━━ Text block
A Position Statement from the Committee on Storytelling, 1992
Once upon a time, oral storytelling ruled. It was the medium through which people learned their history, settled their arguments, and came to make sense of the phenomena of their world. Then along came the written word with its mysterious symbols. For a while, only the rich and privileged had access to its wonders. But in time, books, signs, pamphlets, memos, cereal boxes, constitutions—countless kinds of writing appeared everywhere people turned. The ability to read and write now ruled many lands. Oral storytelling, like the simpleminded youngest brother in the olden tales, was foolishly cast aside. Oh, in casual ways people continued to tell each other stories at bedtime, across dinner tables, and around campfires, but the respect for storytelling as a tool of learning was almost forgotten.
Luckily, a few wise librarians, camp counselors, folklorists, and traditional tellers from cultures which still highly valued the oral tale kept storytelling alive. Schoolchildren at the feet of a storyteller sat mesmerized and remembered the stories till the teller came again. Teachers discovered that children could easily recall whatever historical or scientific facts they learned through story. Children realized they made pictures in their minds as they heard stories told, and they kept making pictures even as they read silently to themselves. Just hearing stories made children want to tell and write their own tales. Parents who wanted their children to have a sense of history found eager ears for the kind of story that begins, “When I was little. . . . ” Stories, told simply from mouth to ear, once again traveled the land.
What Is Storytelling?
━━━━
:: Task to carry out ::
In the storytelling position statement, which groups kept storytelling alive after it was cast aside?
━━ Data rows
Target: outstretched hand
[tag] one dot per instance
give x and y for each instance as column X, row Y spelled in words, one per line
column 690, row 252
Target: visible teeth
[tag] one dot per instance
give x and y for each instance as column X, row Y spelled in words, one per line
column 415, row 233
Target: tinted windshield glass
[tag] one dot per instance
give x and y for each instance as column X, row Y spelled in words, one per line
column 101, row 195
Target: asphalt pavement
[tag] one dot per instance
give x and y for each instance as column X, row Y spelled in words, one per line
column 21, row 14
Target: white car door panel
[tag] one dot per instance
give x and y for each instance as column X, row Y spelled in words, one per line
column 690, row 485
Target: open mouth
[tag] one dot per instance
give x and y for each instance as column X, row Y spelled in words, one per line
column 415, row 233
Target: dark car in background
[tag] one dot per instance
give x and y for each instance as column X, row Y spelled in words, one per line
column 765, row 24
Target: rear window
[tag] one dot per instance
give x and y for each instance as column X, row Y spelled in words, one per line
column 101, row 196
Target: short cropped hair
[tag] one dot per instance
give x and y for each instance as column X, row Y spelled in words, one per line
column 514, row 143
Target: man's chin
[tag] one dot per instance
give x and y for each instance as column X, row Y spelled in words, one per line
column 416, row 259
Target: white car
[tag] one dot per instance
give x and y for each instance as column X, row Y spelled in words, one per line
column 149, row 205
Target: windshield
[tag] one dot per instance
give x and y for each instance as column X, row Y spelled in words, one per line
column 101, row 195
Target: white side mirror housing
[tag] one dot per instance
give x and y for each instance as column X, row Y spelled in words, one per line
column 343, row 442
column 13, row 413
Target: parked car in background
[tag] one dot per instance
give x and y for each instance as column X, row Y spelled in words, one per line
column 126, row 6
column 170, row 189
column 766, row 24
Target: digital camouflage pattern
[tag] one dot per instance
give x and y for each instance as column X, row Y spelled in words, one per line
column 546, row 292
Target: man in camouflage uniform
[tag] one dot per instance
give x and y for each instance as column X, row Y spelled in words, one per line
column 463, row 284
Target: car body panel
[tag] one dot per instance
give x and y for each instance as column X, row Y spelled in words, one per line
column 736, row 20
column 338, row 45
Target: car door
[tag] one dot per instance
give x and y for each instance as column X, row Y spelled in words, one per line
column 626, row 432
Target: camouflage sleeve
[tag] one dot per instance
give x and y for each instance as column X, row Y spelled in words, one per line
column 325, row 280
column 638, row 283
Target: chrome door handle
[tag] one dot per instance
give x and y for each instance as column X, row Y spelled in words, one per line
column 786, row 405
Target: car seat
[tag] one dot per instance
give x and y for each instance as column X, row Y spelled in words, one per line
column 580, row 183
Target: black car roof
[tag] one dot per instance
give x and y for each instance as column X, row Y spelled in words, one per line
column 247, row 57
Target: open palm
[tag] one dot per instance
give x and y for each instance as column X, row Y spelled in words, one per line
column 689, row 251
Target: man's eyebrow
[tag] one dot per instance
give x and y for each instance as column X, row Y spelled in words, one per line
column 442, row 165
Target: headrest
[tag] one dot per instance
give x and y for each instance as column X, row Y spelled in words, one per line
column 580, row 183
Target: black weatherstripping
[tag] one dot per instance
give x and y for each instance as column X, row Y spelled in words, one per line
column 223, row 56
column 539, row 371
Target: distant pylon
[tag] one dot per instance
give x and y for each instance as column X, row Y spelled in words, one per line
━━━━
:: Result of this task ::
A few wise librarians, camp counselors, folklorists, and traditional tellers from cultures which still highly valued the oral tale.